PROBLEM REQUIREMENTS
Within the records, which lines hold the string "below"? Report each one by copying it.

DATA FOR THE TASK
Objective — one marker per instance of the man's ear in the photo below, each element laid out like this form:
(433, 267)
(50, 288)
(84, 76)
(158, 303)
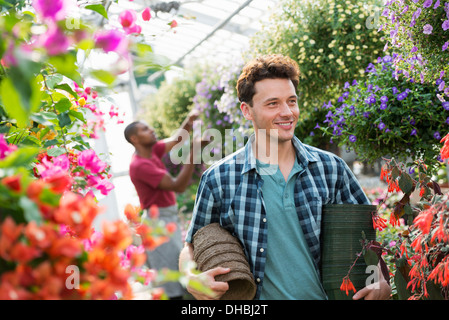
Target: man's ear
(246, 110)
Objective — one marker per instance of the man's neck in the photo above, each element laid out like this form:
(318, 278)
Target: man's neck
(144, 152)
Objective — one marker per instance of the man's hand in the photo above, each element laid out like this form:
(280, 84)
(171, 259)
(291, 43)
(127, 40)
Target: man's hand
(377, 291)
(216, 289)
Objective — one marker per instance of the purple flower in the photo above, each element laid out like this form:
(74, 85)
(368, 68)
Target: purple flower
(386, 59)
(55, 41)
(445, 25)
(427, 29)
(109, 40)
(427, 3)
(402, 96)
(52, 9)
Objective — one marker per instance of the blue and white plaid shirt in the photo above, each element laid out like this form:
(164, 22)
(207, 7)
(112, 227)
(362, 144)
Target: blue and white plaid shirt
(230, 192)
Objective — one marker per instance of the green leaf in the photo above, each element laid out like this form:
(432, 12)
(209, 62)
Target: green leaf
(103, 76)
(53, 80)
(64, 119)
(99, 8)
(66, 65)
(12, 103)
(63, 105)
(371, 258)
(401, 286)
(22, 157)
(405, 183)
(30, 210)
(67, 88)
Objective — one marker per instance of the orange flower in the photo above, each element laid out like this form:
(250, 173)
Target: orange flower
(132, 213)
(379, 223)
(171, 227)
(154, 211)
(116, 235)
(9, 233)
(445, 149)
(13, 183)
(78, 213)
(424, 220)
(347, 285)
(65, 247)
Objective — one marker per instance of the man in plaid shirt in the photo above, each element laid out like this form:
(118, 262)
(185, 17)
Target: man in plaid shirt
(270, 193)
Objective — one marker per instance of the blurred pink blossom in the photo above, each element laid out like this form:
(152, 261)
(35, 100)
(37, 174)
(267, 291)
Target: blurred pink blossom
(52, 9)
(90, 161)
(54, 40)
(5, 148)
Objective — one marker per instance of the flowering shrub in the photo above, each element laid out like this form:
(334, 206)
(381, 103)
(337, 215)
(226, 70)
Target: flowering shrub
(418, 32)
(332, 41)
(388, 116)
(48, 171)
(420, 249)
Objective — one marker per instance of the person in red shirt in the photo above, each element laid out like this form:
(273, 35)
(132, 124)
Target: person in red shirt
(156, 186)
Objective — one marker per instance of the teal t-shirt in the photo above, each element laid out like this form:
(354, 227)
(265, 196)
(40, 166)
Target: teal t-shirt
(290, 273)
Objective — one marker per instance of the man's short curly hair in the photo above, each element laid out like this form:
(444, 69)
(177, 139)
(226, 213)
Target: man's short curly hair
(274, 66)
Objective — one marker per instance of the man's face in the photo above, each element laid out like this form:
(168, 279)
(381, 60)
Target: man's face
(145, 135)
(274, 109)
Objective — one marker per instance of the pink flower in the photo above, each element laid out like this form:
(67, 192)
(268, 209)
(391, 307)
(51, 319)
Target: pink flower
(52, 9)
(128, 21)
(146, 14)
(5, 148)
(127, 18)
(445, 25)
(55, 41)
(55, 166)
(173, 24)
(427, 29)
(111, 40)
(90, 161)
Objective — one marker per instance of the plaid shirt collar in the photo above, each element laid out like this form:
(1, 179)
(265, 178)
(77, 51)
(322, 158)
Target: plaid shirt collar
(303, 156)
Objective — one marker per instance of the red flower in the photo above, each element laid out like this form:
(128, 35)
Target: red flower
(347, 285)
(379, 223)
(445, 149)
(146, 14)
(13, 183)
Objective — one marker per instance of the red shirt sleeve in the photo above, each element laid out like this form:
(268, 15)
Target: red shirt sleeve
(150, 174)
(159, 149)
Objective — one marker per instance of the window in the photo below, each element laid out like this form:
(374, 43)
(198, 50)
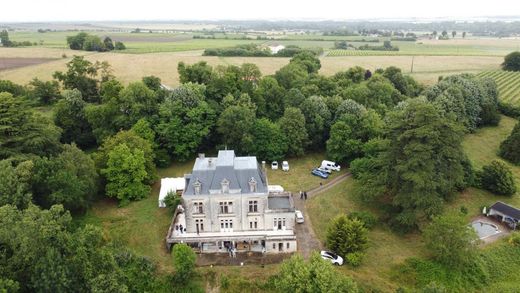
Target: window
(198, 207)
(253, 206)
(199, 225)
(226, 207)
(226, 224)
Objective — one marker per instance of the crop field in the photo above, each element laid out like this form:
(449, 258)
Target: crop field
(508, 85)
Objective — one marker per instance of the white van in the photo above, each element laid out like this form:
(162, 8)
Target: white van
(330, 165)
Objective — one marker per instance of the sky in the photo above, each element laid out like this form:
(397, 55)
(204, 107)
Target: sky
(102, 10)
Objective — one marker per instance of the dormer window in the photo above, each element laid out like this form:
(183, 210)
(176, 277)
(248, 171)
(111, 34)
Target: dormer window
(252, 185)
(225, 185)
(197, 185)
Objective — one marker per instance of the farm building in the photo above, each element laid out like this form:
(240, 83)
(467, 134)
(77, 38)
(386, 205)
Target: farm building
(170, 185)
(505, 213)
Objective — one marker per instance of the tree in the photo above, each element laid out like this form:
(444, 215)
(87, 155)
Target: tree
(421, 165)
(183, 261)
(308, 60)
(134, 142)
(85, 76)
(350, 132)
(510, 147)
(126, 174)
(512, 62)
(45, 92)
(267, 141)
(317, 119)
(185, 121)
(108, 44)
(119, 46)
(346, 236)
(234, 126)
(292, 125)
(498, 178)
(23, 132)
(450, 240)
(316, 275)
(70, 116)
(69, 179)
(15, 187)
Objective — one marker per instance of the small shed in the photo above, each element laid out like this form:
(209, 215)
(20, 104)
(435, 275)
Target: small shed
(505, 213)
(170, 185)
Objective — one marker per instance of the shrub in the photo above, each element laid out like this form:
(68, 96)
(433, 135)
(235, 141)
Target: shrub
(512, 62)
(498, 178)
(510, 148)
(355, 259)
(368, 219)
(184, 261)
(172, 200)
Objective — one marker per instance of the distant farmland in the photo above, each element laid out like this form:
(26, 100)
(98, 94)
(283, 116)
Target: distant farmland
(508, 85)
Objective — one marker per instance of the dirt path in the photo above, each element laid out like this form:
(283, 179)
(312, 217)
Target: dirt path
(307, 240)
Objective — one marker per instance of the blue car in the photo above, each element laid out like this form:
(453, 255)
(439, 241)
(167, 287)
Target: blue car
(319, 173)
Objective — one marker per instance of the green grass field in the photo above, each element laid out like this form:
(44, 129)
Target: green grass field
(508, 83)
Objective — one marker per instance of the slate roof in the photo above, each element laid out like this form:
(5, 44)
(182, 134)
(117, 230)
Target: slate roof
(506, 210)
(211, 171)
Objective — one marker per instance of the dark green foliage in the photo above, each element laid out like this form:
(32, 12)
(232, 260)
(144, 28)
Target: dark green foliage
(85, 76)
(119, 46)
(185, 121)
(125, 174)
(512, 61)
(292, 124)
(421, 166)
(498, 178)
(350, 133)
(23, 132)
(367, 218)
(12, 88)
(316, 275)
(70, 116)
(183, 261)
(317, 119)
(45, 92)
(15, 186)
(267, 141)
(69, 179)
(172, 200)
(510, 147)
(451, 241)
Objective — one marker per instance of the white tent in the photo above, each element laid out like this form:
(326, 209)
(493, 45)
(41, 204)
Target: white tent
(170, 184)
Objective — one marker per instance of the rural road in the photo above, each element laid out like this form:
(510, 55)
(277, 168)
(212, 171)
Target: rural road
(307, 240)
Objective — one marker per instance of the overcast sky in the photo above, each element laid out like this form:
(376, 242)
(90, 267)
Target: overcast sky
(75, 10)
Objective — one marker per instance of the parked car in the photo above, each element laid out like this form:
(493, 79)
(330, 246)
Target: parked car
(319, 173)
(330, 165)
(325, 170)
(299, 217)
(285, 166)
(332, 257)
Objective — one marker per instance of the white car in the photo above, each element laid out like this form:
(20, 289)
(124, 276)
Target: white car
(285, 166)
(330, 165)
(332, 257)
(299, 217)
(326, 170)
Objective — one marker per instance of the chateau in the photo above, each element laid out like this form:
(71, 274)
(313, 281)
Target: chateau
(226, 204)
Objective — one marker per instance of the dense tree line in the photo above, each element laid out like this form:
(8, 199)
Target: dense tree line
(87, 42)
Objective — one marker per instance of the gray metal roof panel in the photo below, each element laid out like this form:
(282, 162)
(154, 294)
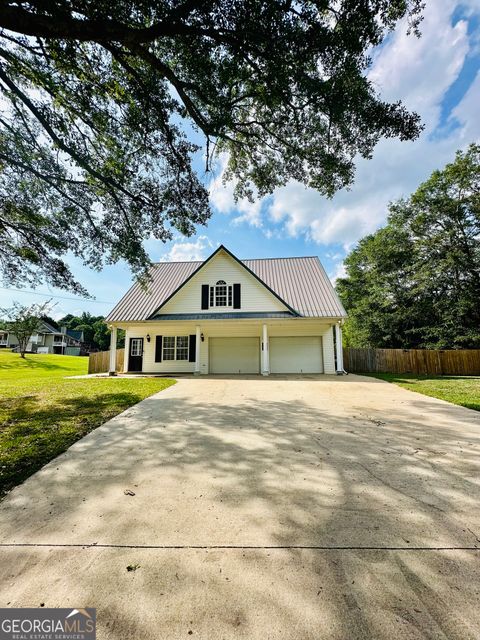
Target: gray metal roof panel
(222, 316)
(301, 282)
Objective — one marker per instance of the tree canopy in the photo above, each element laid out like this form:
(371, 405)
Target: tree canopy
(416, 282)
(23, 321)
(96, 334)
(98, 97)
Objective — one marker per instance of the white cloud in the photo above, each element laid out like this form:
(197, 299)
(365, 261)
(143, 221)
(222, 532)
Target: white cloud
(418, 71)
(222, 198)
(189, 251)
(340, 272)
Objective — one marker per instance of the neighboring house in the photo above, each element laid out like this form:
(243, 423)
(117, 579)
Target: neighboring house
(225, 315)
(48, 339)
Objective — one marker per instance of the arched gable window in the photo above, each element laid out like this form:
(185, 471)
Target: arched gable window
(221, 294)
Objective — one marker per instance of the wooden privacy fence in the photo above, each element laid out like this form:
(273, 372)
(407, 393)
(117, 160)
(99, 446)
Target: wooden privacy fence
(99, 362)
(419, 361)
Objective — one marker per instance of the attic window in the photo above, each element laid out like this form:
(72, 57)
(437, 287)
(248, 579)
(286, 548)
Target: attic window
(221, 294)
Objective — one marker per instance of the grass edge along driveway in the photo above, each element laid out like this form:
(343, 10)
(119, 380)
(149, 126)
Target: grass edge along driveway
(42, 412)
(461, 390)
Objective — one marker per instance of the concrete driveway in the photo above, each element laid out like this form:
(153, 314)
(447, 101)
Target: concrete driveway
(315, 508)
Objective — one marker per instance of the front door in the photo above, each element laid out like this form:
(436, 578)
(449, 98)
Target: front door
(135, 354)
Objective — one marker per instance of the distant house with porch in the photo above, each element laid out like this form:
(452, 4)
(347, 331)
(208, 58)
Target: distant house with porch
(47, 339)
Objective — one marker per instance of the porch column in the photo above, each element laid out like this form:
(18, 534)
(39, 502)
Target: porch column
(339, 348)
(197, 350)
(112, 369)
(265, 352)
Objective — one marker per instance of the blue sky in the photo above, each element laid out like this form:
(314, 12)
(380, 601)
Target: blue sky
(437, 75)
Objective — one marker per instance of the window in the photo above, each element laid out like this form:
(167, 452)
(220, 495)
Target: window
(169, 347)
(182, 348)
(175, 347)
(221, 294)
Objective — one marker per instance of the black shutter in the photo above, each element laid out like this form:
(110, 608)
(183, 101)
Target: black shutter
(236, 296)
(205, 296)
(158, 348)
(192, 346)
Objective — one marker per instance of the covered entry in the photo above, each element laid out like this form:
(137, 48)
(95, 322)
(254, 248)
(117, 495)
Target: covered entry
(234, 355)
(296, 354)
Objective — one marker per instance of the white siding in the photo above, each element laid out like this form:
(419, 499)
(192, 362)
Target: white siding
(233, 328)
(254, 295)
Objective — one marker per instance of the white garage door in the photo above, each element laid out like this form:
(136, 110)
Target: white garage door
(234, 355)
(296, 354)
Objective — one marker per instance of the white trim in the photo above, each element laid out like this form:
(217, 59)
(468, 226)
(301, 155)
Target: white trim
(265, 352)
(197, 348)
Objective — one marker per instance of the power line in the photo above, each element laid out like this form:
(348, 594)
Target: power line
(51, 295)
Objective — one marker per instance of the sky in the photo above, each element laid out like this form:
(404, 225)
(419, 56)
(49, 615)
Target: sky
(437, 75)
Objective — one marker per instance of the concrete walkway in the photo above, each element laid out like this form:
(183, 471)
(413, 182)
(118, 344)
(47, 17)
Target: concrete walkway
(316, 508)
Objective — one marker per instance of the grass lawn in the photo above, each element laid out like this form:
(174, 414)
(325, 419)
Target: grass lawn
(42, 413)
(462, 390)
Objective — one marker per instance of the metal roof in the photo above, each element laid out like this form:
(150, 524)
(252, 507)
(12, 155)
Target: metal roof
(300, 282)
(223, 316)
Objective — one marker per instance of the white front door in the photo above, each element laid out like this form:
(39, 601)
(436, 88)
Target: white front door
(234, 355)
(296, 354)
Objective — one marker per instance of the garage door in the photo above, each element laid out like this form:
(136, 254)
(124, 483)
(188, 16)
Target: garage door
(296, 354)
(234, 355)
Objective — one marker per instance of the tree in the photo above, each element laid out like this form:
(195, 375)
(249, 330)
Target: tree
(95, 330)
(94, 152)
(416, 282)
(23, 321)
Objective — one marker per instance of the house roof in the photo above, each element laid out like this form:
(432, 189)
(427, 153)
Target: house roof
(299, 282)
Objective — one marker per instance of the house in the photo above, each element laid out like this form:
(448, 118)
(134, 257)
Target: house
(48, 339)
(231, 316)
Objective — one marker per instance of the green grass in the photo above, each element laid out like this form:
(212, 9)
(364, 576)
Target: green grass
(42, 413)
(462, 390)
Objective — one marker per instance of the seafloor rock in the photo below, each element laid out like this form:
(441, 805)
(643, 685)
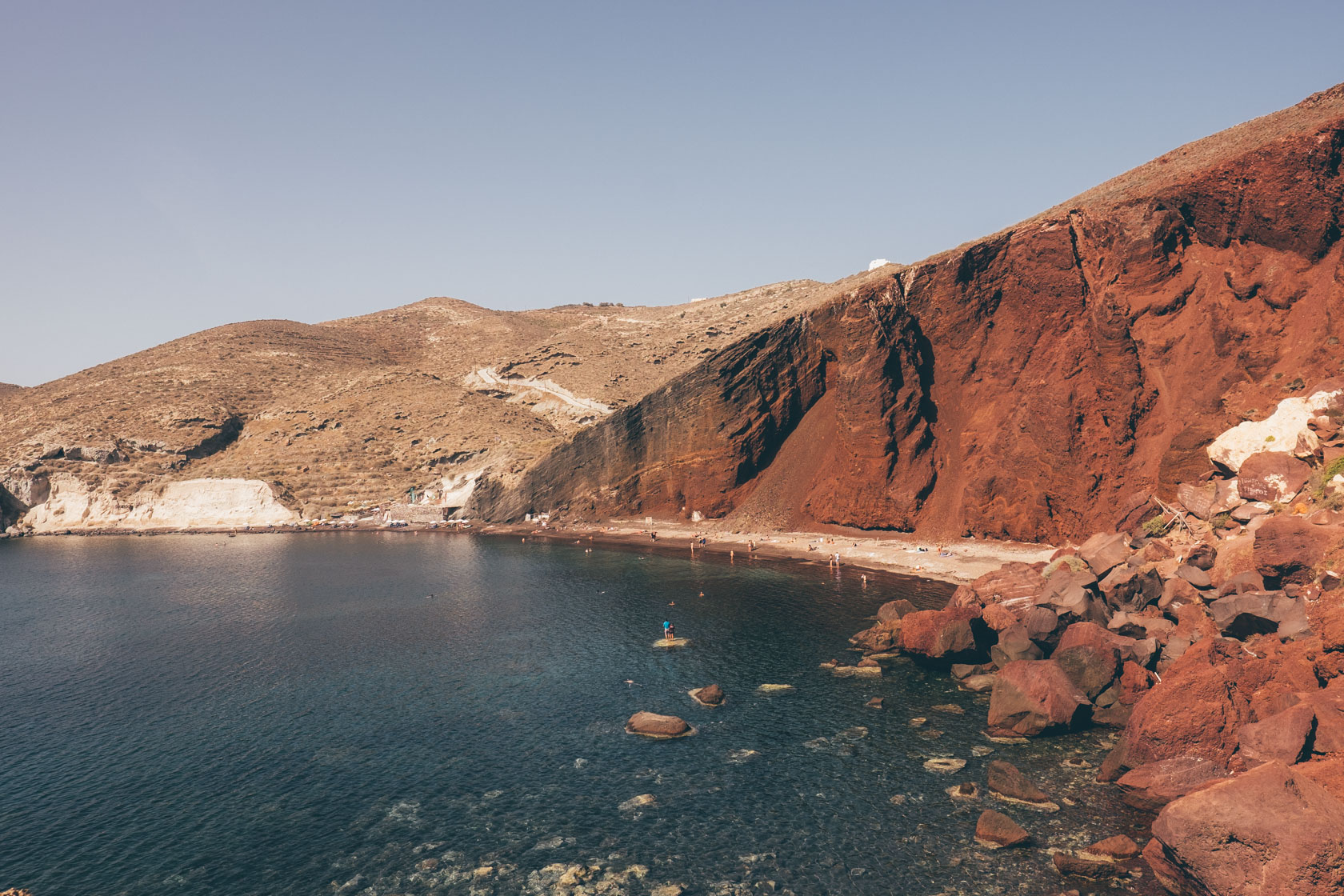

RESULT
Objective — one marker per instance of the man's ear in the photo below, each element laid out like this form:
Objective — one marker per instance of the window in the photo below, each element laid out like this form:
Objective — one marker per instance of the gray metal roof panel in the photo below, each element laid out like this form:
Objective — one marker per instance of the seafloor rock in the photo below, each element laid out like this form:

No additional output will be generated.